··· DOCUMENT EXTRACT ···
This TRANSACTION AND MANAGEMENT FEE AGREEMENT (this “ Agreement ”) is dated as of October 28, 2008 and is between Sky Merger Sub Corporation, a Delaware corporation (together with its successors, the “ Company ”), and Blackstone Management Partners V L.L.C., a Delaware limited liability company (“ BMP ”).
1. The Company has entered into an Agreement and Plan of Merger, dated as of June 18, 2008, as it may be amended, supplemented or modified (the “ Merger Agreement ”), by among Sky Acquisition LLC, a Delaware limited liability company (“ Parent ”), the Company, and Apria Healthcare Group Inc., a Delaware corporation (“ Apria ”).
2. In accordance with the Merger Agreement, the Company is merging with and into Apria (the “ Merger ”), with Apria surviving the Merger. As a result, Apria shall succeed to and assume all the rights and obligations of the Company in accordance with the Merger, including the obligations set forth in this Agreement. References in this Agreement to the Company encompass Apria after the Merger.
3. BMP has expertise in the areas of finance, strategy, investment, acquisitions and other matters relating to the Company, Apria and their business and has facilitated the Merger and certain other related transactions (collectively, the “ Transactions ”) through its provision of financial and structural analysis, due diligence investigations, other advice and negotiation assistance with all relevant parties to the Transactions. BMP has also provided advice and negotiation assistance with relevant parties in connection with the financing of the Transactions as contemplated by the Merger Agreement.
4. The Company desires to avail itself, for the term of this Agreement, of BMP’s expertise in providing financial and structural analysis, due diligence investigations, corporate strategy, other advice and negotiation assistance, which the Company believes will be beneficial to it, and BMP desires to provide the services to the Company as set forth in this Agreement in consideration of the payment of the fees described below.
5. The rendering by BMP of the services described in this Agreement has been made and will be made on the basis that the Company will pay, or cause to be paid, the fees described below.
In consideration of the premises and agreements contained herein and of other good and valuable consideration, the sufficiency of which are hereby acknowledged, the parties agree as follows:
SECTION 1. Transaction and M&A Management Fees . In consideration of BMP undertaking financial and structural analysis, due diligence investigations, corporate strategy and other advice and negotiation assistance necessary in order to enable the Transactions to be consummated, the Company will pay BMP at the closing of the Merger (the “ Closing ” and the date of such Closing, the “ Closing Date ”) a non-refundable and irrevocable transaction fee of $18,733,969.22.
··· ENTRIES ···
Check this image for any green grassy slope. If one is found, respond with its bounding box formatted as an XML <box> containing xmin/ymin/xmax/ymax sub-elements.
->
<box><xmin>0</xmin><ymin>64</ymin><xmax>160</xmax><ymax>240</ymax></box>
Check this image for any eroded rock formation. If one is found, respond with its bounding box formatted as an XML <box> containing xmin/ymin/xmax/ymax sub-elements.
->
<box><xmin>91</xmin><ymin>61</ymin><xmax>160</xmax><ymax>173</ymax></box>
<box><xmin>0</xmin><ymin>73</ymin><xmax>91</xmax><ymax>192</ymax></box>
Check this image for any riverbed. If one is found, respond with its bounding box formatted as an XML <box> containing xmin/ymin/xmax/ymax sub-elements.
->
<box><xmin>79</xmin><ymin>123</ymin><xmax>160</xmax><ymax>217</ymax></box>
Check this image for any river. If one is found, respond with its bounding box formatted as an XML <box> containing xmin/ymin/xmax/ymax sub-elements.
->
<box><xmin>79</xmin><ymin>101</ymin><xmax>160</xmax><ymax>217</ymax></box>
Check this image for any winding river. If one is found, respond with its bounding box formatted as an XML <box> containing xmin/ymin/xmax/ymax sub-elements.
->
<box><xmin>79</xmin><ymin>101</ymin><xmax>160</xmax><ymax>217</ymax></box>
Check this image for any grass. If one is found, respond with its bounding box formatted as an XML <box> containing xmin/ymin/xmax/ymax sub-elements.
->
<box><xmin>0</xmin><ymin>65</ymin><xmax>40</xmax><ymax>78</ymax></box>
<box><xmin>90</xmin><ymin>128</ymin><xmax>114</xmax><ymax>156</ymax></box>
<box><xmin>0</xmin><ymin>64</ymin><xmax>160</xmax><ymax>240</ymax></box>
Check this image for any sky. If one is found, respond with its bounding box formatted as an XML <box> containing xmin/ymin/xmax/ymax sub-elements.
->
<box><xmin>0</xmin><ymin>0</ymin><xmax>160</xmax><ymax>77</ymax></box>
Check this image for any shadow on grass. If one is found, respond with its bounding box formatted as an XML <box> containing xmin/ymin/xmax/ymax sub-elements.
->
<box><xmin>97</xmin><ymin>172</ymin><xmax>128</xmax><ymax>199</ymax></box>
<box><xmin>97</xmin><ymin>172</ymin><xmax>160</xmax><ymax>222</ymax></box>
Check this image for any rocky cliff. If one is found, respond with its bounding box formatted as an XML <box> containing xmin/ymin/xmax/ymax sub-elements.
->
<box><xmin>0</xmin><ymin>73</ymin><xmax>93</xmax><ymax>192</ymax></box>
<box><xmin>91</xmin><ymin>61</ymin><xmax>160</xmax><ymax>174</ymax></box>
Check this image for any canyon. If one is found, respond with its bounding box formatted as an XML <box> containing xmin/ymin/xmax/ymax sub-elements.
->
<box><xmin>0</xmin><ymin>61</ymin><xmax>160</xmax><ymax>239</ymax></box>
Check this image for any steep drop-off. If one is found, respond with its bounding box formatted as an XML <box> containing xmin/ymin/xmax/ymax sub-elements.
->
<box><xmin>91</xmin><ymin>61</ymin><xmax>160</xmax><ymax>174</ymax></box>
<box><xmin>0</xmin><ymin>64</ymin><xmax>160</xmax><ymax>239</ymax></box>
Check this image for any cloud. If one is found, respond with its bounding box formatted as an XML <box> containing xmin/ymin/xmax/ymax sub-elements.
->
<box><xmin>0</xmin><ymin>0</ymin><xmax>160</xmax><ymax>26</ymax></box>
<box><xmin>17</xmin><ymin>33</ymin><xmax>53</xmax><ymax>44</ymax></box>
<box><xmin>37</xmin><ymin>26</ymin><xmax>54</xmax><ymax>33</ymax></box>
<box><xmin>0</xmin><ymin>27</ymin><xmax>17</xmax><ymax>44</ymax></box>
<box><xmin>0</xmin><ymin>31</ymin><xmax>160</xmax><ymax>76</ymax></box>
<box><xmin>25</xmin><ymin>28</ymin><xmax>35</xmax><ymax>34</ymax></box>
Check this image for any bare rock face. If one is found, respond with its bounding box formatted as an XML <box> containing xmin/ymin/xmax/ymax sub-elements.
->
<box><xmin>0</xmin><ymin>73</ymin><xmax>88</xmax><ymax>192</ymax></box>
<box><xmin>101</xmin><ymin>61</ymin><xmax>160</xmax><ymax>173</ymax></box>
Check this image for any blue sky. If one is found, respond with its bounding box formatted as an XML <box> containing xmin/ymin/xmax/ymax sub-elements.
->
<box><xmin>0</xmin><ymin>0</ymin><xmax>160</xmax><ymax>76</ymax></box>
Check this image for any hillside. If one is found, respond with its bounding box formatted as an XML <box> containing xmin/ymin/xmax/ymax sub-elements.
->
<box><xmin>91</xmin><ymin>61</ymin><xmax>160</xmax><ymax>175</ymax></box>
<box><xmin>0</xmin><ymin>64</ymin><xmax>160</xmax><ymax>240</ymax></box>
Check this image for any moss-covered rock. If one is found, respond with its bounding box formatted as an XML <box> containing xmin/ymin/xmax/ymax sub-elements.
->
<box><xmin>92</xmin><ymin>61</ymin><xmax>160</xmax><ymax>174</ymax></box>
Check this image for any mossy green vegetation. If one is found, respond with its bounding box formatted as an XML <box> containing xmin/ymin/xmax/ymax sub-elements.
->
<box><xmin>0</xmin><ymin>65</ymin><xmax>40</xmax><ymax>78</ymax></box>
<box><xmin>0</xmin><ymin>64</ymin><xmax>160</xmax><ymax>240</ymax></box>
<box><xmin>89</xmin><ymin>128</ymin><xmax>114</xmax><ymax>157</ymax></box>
···
◆ **EXERCISES TO COMPLETE**:
1 - Reproduce the passage of the fee agreement starting at "3. BMP has expertise" and ending at "the Merger Agreement.".
2 - List every line of the entries that contains the word "winding".

◆ **RESPONSES TO THE EXERCISE**:
1 -
3. BMP has expertise in the areas of finance, strategy, investment, acquisitions and other matters relating to the Company, Apria and their business and has facilitated the Merger and certain other related transactions (collectively, the “ Transactions ”) through its provision of financial and structural analysis, due diligence investigations, other advice and negotiation assistance with all relevant parties to the Transactions. BMP has also provided advice and negotiation assistance with relevant parties in connection with the financing of the Transactions as contemplated by the Merger Agreement.

2 -
Check this image for any winding river. If one is found, respond with its bounding box formatted as an XML <box> containing xmin/ymin/xmax/ymax sub-elements.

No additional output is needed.